**Job:**
Reproduce every row of the dataset excerpt below, character for character, without any alteration.

Dataset excerpt:
——
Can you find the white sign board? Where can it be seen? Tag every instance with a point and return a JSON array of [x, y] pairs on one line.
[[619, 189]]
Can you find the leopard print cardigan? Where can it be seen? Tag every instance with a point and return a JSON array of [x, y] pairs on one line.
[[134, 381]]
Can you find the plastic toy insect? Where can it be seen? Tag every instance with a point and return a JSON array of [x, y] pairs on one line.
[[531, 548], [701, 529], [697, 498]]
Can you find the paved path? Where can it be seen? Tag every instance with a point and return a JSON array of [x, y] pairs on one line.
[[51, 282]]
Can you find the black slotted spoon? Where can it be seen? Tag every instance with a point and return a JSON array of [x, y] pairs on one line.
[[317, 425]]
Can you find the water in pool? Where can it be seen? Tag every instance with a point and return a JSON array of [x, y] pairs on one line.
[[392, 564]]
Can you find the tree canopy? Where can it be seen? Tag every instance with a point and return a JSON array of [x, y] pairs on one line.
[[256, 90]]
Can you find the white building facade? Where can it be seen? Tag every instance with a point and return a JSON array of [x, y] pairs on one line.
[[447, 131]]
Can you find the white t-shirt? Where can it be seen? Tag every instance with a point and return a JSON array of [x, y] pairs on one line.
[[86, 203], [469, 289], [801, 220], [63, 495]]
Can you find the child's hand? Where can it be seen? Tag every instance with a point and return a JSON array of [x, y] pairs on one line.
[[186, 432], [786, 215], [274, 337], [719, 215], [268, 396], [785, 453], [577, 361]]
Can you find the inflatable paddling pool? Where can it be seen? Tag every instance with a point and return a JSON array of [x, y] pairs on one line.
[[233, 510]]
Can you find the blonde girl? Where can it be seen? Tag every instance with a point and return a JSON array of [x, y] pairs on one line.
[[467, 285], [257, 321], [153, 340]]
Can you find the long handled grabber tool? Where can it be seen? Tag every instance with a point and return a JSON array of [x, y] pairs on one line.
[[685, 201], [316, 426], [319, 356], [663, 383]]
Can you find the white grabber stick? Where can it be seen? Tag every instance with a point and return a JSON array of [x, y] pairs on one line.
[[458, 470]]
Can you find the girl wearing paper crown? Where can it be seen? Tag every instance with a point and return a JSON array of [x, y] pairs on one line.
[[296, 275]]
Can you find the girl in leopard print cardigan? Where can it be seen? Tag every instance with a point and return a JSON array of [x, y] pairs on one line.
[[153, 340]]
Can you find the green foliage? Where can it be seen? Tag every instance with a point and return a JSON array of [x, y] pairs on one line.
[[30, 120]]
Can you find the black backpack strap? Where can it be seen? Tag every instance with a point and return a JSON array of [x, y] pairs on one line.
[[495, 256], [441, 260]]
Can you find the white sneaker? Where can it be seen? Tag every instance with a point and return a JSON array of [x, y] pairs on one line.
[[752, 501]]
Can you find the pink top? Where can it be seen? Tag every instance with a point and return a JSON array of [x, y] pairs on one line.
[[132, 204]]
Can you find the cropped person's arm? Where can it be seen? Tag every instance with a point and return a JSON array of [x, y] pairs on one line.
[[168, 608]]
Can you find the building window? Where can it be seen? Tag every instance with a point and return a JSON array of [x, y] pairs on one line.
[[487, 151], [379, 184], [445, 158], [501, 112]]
——
**Full response:**
Can you find the white sign board? Where can it be seen? Tag every instance with a point and return a JSON array of [x, y] pairs on one line.
[[619, 189]]
Can you find the leopard print cardigan? Where can it be seen? Tag every instance with a point and return a JSON array of [x, y] pairs on one line.
[[134, 381]]
Can you find the plastic toy insect? Where can it be seen? Tag every instance with a point and return a JSON array of [x, y] pairs on one line.
[[531, 548], [701, 529], [697, 498]]
Can you find the paved path? Where can it be seen? Tag every instance with a point and return a JSON array of [x, y] pairs on one line.
[[51, 282]]
Can you find the black slotted spoon? Where can it be seen? Tag every instance with a point and return a JSON array of [x, y] pairs on one line.
[[317, 425]]
Can you find the water in pool? Where can it be seen? Tag every instance with a point and return a JSON array of [x, y] pairs on one line.
[[392, 564]]
Can you find the tree canopy? Where can it be seen? Tag every instance with a point and return a JSON array of [x, y] pairs on one line.
[[256, 90]]
Can you find the white building facade? Where can it be seen? Tag every instance with a point and return a JSON array of [x, y] pairs on one line.
[[447, 131]]
Can you find the white t-shirt? Where can it be seen? Tag every instance with a point and return a JSON array of [x, y] pairs on one line.
[[86, 203], [469, 289], [801, 220], [63, 495]]
Can you find the child's hand? Where can it be seen? Tag every instance with a point and return a JSON array of [x, y] pairs on one line.
[[186, 432], [786, 215], [274, 337], [719, 215], [268, 396], [785, 453], [577, 361]]
Can you find the inflatable paddling pool? Where can it be seen? Tag every instance with a point and return a JSON array of [x, y] pairs on one line.
[[233, 510]]
Can you find the blonde girl? Where can it be seen? Tag every instance with a point and return a JSON array of [x, y] pairs on one line.
[[467, 285], [257, 321], [153, 340]]
Can you find the long handled grabber tool? Where can it be seen? Tag every instance with a point and return a JSON array of [x, y] pairs on one line.
[[685, 201], [316, 426], [319, 356], [663, 383]]
Can you find the white grabber stick? Where can it be seen? Tag every instance with a point and return a JSON array of [x, y] pairs on one line.
[[458, 470]]
Can you find the girl wearing paper crown? Where can it be seen? Tag every instance with a point and return a JSON array of [x, y] pairs on one line.
[[296, 275]]
Can you find the girl in leopard print cardigan? Where can it be seen? Tag every instance with a point and return a JSON array of [x, y] pairs on one line.
[[153, 340]]
Can you find the green foliage? Where can it be seen? Tag every instance with a point and return a JSON array of [x, y] pairs on one line.
[[30, 120]]
Can you find the black backpack strap? Where can it be seen? Tag every instance with a point and return a JSON array of [x, y] pairs on one line.
[[495, 256], [441, 260]]
Can you find the white sneaker? Where can it be seen? Tag every instance with a point and return a JSON array of [x, y] pairs on one line.
[[752, 501]]
Can you find the pink top? Where can it be seen? Tag every instance with a point and return a JSON array of [x, y] pairs on one line.
[[132, 204]]
Can you find the cropped person's arm? Where can it be seen? Tag every instance with a point and return a JSON array of [x, y] pairs on one line.
[[168, 608]]
Can you find the building window? Where can it be seen? Tag every instance with a point and return a JSON array of [x, y] pairs on one line.
[[487, 151], [379, 184], [445, 158], [501, 112]]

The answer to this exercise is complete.